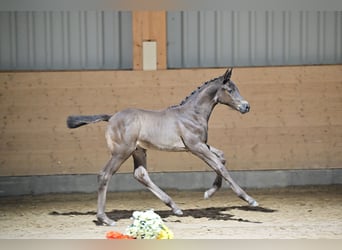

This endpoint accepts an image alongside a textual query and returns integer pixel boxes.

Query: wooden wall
[0,65,342,176]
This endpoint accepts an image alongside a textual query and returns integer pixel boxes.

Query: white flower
[126,209,163,239]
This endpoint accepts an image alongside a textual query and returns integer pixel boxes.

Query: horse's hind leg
[96,151,130,226]
[204,175,222,199]
[132,147,183,215]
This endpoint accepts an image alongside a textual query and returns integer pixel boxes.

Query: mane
[169,76,221,108]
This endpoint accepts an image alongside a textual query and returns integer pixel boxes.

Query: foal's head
[216,68,250,114]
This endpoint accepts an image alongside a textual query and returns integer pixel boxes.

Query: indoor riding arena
[0,7,342,239]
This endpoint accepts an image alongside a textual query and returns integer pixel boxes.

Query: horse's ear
[223,68,233,81]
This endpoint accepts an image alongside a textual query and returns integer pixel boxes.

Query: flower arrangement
[107,210,173,239]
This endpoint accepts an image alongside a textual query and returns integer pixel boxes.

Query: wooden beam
[132,11,167,70]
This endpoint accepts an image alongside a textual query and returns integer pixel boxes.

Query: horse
[67,68,258,225]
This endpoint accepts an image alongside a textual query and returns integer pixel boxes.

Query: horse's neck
[180,86,217,122]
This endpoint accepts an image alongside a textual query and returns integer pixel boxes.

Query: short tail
[67,115,112,128]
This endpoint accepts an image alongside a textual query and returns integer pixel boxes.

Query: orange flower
[106,231,134,240]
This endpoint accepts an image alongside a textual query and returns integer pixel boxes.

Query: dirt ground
[0,186,342,239]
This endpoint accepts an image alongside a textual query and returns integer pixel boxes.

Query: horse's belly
[137,136,185,151]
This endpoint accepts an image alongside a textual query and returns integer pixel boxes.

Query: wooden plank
[132,11,167,70]
[0,65,342,176]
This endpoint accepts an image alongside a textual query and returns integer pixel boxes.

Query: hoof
[97,216,116,226]
[172,208,183,216]
[204,191,210,200]
[249,200,259,207]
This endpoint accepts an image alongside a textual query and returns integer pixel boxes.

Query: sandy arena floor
[0,186,342,239]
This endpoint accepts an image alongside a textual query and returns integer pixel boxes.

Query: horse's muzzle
[239,102,251,114]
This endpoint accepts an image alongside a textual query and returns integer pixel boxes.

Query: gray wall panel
[0,11,132,70]
[167,11,342,68]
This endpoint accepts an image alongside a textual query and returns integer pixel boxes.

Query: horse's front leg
[186,142,258,207]
[133,147,183,215]
[204,146,226,199]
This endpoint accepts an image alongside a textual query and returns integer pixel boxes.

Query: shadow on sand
[49,206,277,225]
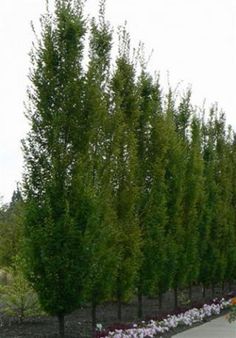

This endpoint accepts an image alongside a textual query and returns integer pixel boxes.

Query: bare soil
[0,287,232,338]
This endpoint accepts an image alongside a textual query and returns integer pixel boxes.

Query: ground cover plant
[0,0,236,337]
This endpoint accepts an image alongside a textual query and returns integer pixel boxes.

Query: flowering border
[101,298,231,338]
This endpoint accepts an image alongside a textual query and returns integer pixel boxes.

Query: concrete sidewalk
[173,316,236,338]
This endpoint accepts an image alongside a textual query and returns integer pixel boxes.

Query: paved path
[173,316,236,338]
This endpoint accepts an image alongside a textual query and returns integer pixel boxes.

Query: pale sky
[0,0,236,202]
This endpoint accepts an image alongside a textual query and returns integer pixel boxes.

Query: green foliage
[23,1,87,317]
[0,263,43,322]
[0,187,24,268]
[16,0,236,328]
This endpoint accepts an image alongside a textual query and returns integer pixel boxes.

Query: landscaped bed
[0,287,234,338]
[97,298,231,338]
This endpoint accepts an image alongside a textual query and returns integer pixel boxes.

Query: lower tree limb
[57,313,65,338]
[138,288,143,319]
[91,301,97,336]
[174,286,179,309]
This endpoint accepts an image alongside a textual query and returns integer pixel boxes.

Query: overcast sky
[0,0,236,202]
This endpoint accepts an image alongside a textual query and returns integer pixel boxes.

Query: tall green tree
[80,1,118,330]
[23,0,85,337]
[111,30,140,320]
[165,89,187,307]
[199,107,218,293]
[183,116,204,299]
[0,186,24,268]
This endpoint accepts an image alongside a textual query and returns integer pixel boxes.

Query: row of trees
[1,0,236,337]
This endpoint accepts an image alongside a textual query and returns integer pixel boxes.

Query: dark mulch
[0,287,233,338]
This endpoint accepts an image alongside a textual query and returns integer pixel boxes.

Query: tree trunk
[221,281,225,296]
[158,292,163,311]
[202,285,206,300]
[117,297,122,322]
[211,283,215,298]
[188,285,193,304]
[57,314,65,338]
[91,301,97,337]
[174,286,178,310]
[138,288,143,319]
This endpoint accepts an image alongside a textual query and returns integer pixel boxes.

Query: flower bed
[99,298,231,338]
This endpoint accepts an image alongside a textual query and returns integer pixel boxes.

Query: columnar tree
[23,0,85,337]
[137,69,165,318]
[83,1,118,330]
[165,89,186,307]
[183,116,204,299]
[110,30,140,320]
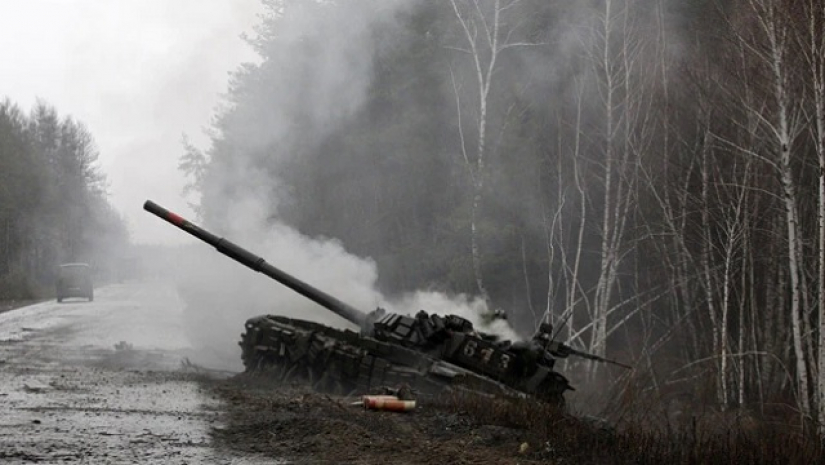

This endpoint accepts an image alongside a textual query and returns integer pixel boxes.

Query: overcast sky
[0,0,263,243]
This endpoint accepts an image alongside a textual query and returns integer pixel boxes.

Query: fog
[0,0,263,243]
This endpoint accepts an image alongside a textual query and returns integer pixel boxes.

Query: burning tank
[143,200,629,405]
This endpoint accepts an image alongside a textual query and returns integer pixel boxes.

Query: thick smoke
[179,0,516,368]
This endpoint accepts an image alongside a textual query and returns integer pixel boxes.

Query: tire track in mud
[0,289,280,465]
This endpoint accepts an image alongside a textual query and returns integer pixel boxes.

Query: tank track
[239,315,566,405]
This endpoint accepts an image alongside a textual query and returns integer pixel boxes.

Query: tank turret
========
Set task =>
Render the material from its start through the line containing "[107,210,173,239]" as a JSON list of strings, one string per line, leaving out blank lines and pictures.

Result of this exercise =>
[
  "This endpoint accepts an image alongside a textual query and returns integer pixel boxes.",
  "Query: wooden wall",
  "[0,65,342,176]",
  "This endpoint accepts an image alongside a textual query and returns integer pixel boxes.",
  "Query: white flower",
  "[126,209,163,239]",
  "This endpoint accepts an image alongside a textual query and returns integer pixel boxes.",
  "Query: horse's hind leg",
  "[96,151,130,226]",
  "[204,175,222,199]",
  "[132,147,183,215]",
  "This endpoint accepts an image alongside a textual query and returns integer pixel boxes.",
  "Query: mane",
  "[169,76,221,108]",
  "This endpoint accepts an image alongside a textual query and returns integer pixel boxes.",
  "Query: foal's head",
  "[216,68,250,114]",
  "This endpoint accepts an image alongside a textual query and returns integer pixel boxes.",
  "Query: indoor riding arena",
  "[0,7,342,239]",
  "This endpoint accepts an image alongside a textual query and returns integer pixel boxes.",
  "Query: horse's ear",
  "[223,68,233,81]",
  "This endpoint accepts an image alongside a textual query and returns integer pixel boxes.",
  "Query: flower arrangement",
  "[107,210,173,239]"
]